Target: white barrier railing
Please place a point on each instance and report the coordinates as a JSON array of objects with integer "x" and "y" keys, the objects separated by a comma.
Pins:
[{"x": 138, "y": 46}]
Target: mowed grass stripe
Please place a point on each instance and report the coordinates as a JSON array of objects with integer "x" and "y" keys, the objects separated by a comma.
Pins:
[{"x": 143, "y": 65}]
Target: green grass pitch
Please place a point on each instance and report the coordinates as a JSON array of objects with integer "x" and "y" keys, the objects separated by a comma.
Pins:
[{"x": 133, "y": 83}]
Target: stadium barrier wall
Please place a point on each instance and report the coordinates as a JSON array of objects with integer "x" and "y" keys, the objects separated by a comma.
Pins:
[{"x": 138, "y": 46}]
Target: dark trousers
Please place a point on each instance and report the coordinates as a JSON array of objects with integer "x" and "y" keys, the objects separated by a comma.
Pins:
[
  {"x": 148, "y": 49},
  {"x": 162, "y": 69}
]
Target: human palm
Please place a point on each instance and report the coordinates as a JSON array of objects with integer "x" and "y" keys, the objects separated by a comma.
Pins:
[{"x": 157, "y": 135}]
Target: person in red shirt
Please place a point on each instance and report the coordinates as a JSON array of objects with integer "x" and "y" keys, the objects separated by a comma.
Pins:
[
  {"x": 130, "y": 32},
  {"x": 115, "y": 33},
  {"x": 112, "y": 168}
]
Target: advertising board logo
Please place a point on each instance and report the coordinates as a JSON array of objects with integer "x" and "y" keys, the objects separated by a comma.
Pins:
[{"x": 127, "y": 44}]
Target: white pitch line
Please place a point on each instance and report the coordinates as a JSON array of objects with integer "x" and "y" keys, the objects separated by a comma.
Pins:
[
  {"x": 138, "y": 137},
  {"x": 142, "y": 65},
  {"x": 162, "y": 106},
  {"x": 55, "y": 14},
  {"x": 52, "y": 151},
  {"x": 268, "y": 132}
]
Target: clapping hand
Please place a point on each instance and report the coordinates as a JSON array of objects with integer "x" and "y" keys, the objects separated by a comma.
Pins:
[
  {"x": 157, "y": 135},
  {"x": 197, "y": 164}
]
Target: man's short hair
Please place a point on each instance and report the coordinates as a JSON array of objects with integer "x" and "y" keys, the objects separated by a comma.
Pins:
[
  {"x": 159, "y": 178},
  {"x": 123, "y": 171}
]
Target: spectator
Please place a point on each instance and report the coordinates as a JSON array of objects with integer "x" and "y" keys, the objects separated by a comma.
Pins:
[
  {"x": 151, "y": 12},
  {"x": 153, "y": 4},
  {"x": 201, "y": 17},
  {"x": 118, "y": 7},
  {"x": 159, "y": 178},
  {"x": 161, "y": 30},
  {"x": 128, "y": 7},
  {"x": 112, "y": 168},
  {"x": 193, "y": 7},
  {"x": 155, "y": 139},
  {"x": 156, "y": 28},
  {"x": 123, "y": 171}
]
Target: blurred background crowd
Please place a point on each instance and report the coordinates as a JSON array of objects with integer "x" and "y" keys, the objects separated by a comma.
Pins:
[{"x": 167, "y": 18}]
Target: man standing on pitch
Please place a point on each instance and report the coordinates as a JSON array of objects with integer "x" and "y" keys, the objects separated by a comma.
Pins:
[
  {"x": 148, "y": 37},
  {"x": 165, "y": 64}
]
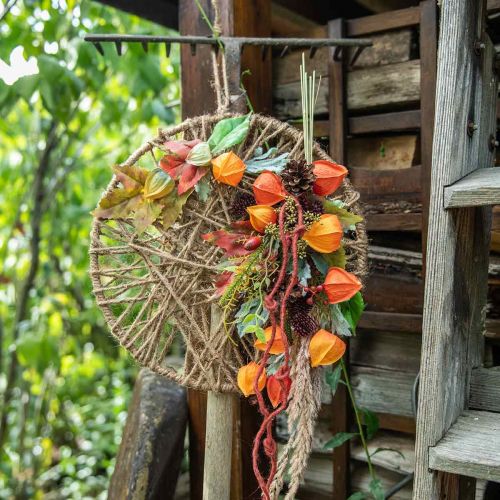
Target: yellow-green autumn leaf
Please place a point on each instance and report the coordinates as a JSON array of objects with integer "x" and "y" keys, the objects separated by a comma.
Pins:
[
  {"x": 131, "y": 177},
  {"x": 346, "y": 218},
  {"x": 118, "y": 204},
  {"x": 146, "y": 213},
  {"x": 173, "y": 205}
]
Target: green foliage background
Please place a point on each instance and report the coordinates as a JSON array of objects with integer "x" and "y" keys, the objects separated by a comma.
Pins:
[{"x": 65, "y": 384}]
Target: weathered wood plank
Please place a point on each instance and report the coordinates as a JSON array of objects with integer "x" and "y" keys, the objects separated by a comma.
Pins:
[
  {"x": 400, "y": 322},
  {"x": 383, "y": 152},
  {"x": 479, "y": 188},
  {"x": 386, "y": 350},
  {"x": 455, "y": 288},
  {"x": 485, "y": 389},
  {"x": 385, "y": 86},
  {"x": 384, "y": 391},
  {"x": 470, "y": 447},
  {"x": 394, "y": 222},
  {"x": 388, "y": 48}
]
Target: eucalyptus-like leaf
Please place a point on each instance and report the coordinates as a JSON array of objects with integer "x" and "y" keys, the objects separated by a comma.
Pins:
[
  {"x": 228, "y": 133},
  {"x": 338, "y": 440}
]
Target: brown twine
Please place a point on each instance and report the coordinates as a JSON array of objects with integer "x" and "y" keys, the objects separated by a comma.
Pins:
[{"x": 158, "y": 286}]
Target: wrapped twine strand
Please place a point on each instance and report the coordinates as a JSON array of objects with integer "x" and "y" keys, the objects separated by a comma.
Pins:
[{"x": 157, "y": 285}]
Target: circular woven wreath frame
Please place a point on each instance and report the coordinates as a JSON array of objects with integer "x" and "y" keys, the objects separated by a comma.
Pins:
[{"x": 158, "y": 285}]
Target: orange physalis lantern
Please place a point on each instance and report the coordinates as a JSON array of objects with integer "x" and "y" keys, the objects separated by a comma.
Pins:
[
  {"x": 274, "y": 389},
  {"x": 325, "y": 234},
  {"x": 325, "y": 348},
  {"x": 277, "y": 347},
  {"x": 340, "y": 285},
  {"x": 329, "y": 177},
  {"x": 261, "y": 216},
  {"x": 268, "y": 189},
  {"x": 228, "y": 168},
  {"x": 246, "y": 378}
]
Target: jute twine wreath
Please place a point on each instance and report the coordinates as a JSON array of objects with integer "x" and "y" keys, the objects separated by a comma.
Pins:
[{"x": 159, "y": 285}]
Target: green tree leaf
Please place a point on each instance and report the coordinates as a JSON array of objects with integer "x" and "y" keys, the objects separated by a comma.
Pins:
[
  {"x": 228, "y": 133},
  {"x": 371, "y": 421},
  {"x": 338, "y": 440},
  {"x": 347, "y": 218},
  {"x": 376, "y": 489},
  {"x": 333, "y": 378}
]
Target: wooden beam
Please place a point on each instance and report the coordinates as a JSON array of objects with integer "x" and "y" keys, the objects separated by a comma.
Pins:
[
  {"x": 455, "y": 291},
  {"x": 428, "y": 74},
  {"x": 338, "y": 151},
  {"x": 479, "y": 188},
  {"x": 470, "y": 447},
  {"x": 239, "y": 18},
  {"x": 393, "y": 85},
  {"x": 395, "y": 19},
  {"x": 485, "y": 389}
]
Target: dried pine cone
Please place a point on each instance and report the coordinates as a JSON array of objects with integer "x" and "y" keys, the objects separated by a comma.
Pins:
[
  {"x": 300, "y": 319},
  {"x": 311, "y": 204},
  {"x": 298, "y": 177},
  {"x": 240, "y": 203}
]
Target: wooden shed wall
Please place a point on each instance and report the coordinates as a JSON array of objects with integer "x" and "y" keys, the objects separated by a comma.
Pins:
[{"x": 388, "y": 149}]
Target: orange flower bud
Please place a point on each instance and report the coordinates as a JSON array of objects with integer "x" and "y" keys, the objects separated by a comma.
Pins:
[
  {"x": 268, "y": 189},
  {"x": 228, "y": 168},
  {"x": 277, "y": 347},
  {"x": 274, "y": 389},
  {"x": 340, "y": 285},
  {"x": 246, "y": 378},
  {"x": 325, "y": 348},
  {"x": 329, "y": 177},
  {"x": 261, "y": 216},
  {"x": 325, "y": 234}
]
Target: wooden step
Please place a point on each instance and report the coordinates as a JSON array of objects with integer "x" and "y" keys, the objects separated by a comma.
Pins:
[
  {"x": 471, "y": 447},
  {"x": 480, "y": 188}
]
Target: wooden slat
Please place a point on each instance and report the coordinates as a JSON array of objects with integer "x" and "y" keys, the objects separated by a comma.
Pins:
[
  {"x": 367, "y": 89},
  {"x": 396, "y": 351},
  {"x": 384, "y": 391},
  {"x": 471, "y": 447},
  {"x": 395, "y": 19},
  {"x": 485, "y": 389},
  {"x": 399, "y": 322},
  {"x": 394, "y": 222},
  {"x": 428, "y": 74},
  {"x": 337, "y": 135},
  {"x": 457, "y": 252},
  {"x": 396, "y": 183},
  {"x": 398, "y": 121},
  {"x": 480, "y": 188}
]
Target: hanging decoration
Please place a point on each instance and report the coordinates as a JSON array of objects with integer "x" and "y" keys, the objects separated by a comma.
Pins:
[{"x": 248, "y": 213}]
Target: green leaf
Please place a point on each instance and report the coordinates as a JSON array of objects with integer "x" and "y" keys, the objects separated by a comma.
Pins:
[
  {"x": 392, "y": 450},
  {"x": 118, "y": 204},
  {"x": 352, "y": 310},
  {"x": 371, "y": 421},
  {"x": 347, "y": 218},
  {"x": 376, "y": 489},
  {"x": 359, "y": 495},
  {"x": 332, "y": 378},
  {"x": 146, "y": 213},
  {"x": 172, "y": 207},
  {"x": 338, "y": 440},
  {"x": 203, "y": 188},
  {"x": 228, "y": 133}
]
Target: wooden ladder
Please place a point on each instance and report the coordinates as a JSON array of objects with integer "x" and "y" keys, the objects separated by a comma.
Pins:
[{"x": 458, "y": 422}]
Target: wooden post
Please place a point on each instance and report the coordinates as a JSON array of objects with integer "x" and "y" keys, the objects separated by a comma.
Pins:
[
  {"x": 458, "y": 243},
  {"x": 238, "y": 18},
  {"x": 338, "y": 151},
  {"x": 428, "y": 73}
]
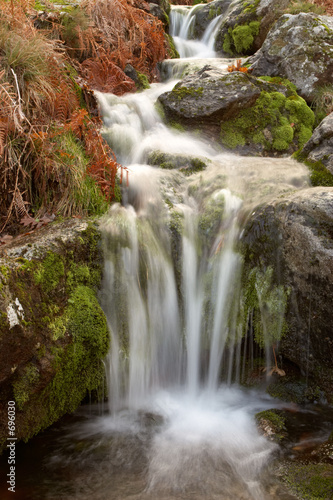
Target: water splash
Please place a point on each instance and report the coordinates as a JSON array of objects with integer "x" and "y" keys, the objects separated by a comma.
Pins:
[{"x": 181, "y": 29}]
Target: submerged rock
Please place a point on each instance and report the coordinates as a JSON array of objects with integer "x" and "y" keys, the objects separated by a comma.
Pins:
[
  {"x": 252, "y": 116},
  {"x": 299, "y": 48},
  {"x": 53, "y": 333},
  {"x": 295, "y": 235}
]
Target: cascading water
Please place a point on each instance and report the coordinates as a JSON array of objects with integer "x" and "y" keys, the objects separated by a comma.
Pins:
[
  {"x": 171, "y": 294},
  {"x": 181, "y": 29},
  {"x": 177, "y": 427}
]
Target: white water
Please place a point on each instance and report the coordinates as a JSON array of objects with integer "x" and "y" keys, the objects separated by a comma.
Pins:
[
  {"x": 181, "y": 29},
  {"x": 173, "y": 305}
]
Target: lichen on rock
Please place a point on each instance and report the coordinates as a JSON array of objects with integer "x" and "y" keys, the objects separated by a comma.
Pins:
[{"x": 53, "y": 353}]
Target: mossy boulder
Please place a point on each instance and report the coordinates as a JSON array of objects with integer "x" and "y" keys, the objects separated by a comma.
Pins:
[
  {"x": 245, "y": 25},
  {"x": 294, "y": 235},
  {"x": 252, "y": 116},
  {"x": 311, "y": 481},
  {"x": 299, "y": 48},
  {"x": 272, "y": 424},
  {"x": 53, "y": 333},
  {"x": 318, "y": 153}
]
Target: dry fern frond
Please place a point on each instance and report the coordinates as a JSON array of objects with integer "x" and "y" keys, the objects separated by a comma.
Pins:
[{"x": 103, "y": 75}]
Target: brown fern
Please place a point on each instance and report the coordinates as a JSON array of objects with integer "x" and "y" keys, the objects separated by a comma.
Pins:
[{"x": 103, "y": 75}]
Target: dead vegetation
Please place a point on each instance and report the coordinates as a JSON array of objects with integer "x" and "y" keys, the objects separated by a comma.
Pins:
[{"x": 52, "y": 156}]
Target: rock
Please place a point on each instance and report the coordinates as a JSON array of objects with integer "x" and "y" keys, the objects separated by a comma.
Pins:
[
  {"x": 157, "y": 11},
  {"x": 320, "y": 147},
  {"x": 184, "y": 163},
  {"x": 53, "y": 333},
  {"x": 246, "y": 114},
  {"x": 204, "y": 15},
  {"x": 140, "y": 79},
  {"x": 163, "y": 4},
  {"x": 245, "y": 25},
  {"x": 295, "y": 236},
  {"x": 299, "y": 48}
]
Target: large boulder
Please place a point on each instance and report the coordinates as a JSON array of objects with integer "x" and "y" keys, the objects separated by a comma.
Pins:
[
  {"x": 53, "y": 333},
  {"x": 320, "y": 147},
  {"x": 317, "y": 153},
  {"x": 245, "y": 25},
  {"x": 299, "y": 48},
  {"x": 246, "y": 114},
  {"x": 294, "y": 235}
]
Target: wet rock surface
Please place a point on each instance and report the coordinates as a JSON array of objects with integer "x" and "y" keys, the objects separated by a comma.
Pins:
[
  {"x": 53, "y": 333},
  {"x": 297, "y": 234},
  {"x": 320, "y": 146},
  {"x": 299, "y": 48}
]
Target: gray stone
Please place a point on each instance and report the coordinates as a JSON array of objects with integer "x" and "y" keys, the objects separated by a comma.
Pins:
[
  {"x": 295, "y": 235},
  {"x": 320, "y": 146},
  {"x": 299, "y": 48}
]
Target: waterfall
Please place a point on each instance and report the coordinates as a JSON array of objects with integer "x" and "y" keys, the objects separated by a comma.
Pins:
[
  {"x": 173, "y": 299},
  {"x": 172, "y": 296}
]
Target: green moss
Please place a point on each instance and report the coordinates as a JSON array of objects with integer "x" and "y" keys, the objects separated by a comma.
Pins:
[
  {"x": 243, "y": 36},
  {"x": 49, "y": 272},
  {"x": 227, "y": 43},
  {"x": 300, "y": 6},
  {"x": 280, "y": 81},
  {"x": 177, "y": 126},
  {"x": 172, "y": 52},
  {"x": 58, "y": 327},
  {"x": 211, "y": 218},
  {"x": 276, "y": 422},
  {"x": 276, "y": 121},
  {"x": 267, "y": 301},
  {"x": 143, "y": 81},
  {"x": 311, "y": 481},
  {"x": 240, "y": 38},
  {"x": 282, "y": 137},
  {"x": 319, "y": 176},
  {"x": 25, "y": 384}
]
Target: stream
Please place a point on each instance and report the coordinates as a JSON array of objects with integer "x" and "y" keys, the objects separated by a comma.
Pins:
[{"x": 177, "y": 424}]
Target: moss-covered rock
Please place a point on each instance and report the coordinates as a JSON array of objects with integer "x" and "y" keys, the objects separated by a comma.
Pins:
[
  {"x": 272, "y": 424},
  {"x": 252, "y": 116},
  {"x": 53, "y": 333},
  {"x": 294, "y": 235},
  {"x": 309, "y": 481},
  {"x": 276, "y": 123},
  {"x": 299, "y": 48},
  {"x": 245, "y": 25},
  {"x": 318, "y": 153}
]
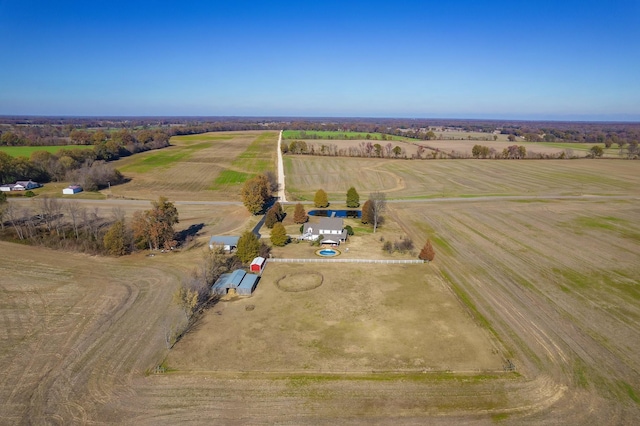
■ ■ ■ ■
Please pull out every line of the listing that contains the string "wooden", matching case exactly.

Target: wooden beam
Target: wooden shed wall
Target: wooden step
Target: wooden slat
Target: wooden ladder
Target: wooden post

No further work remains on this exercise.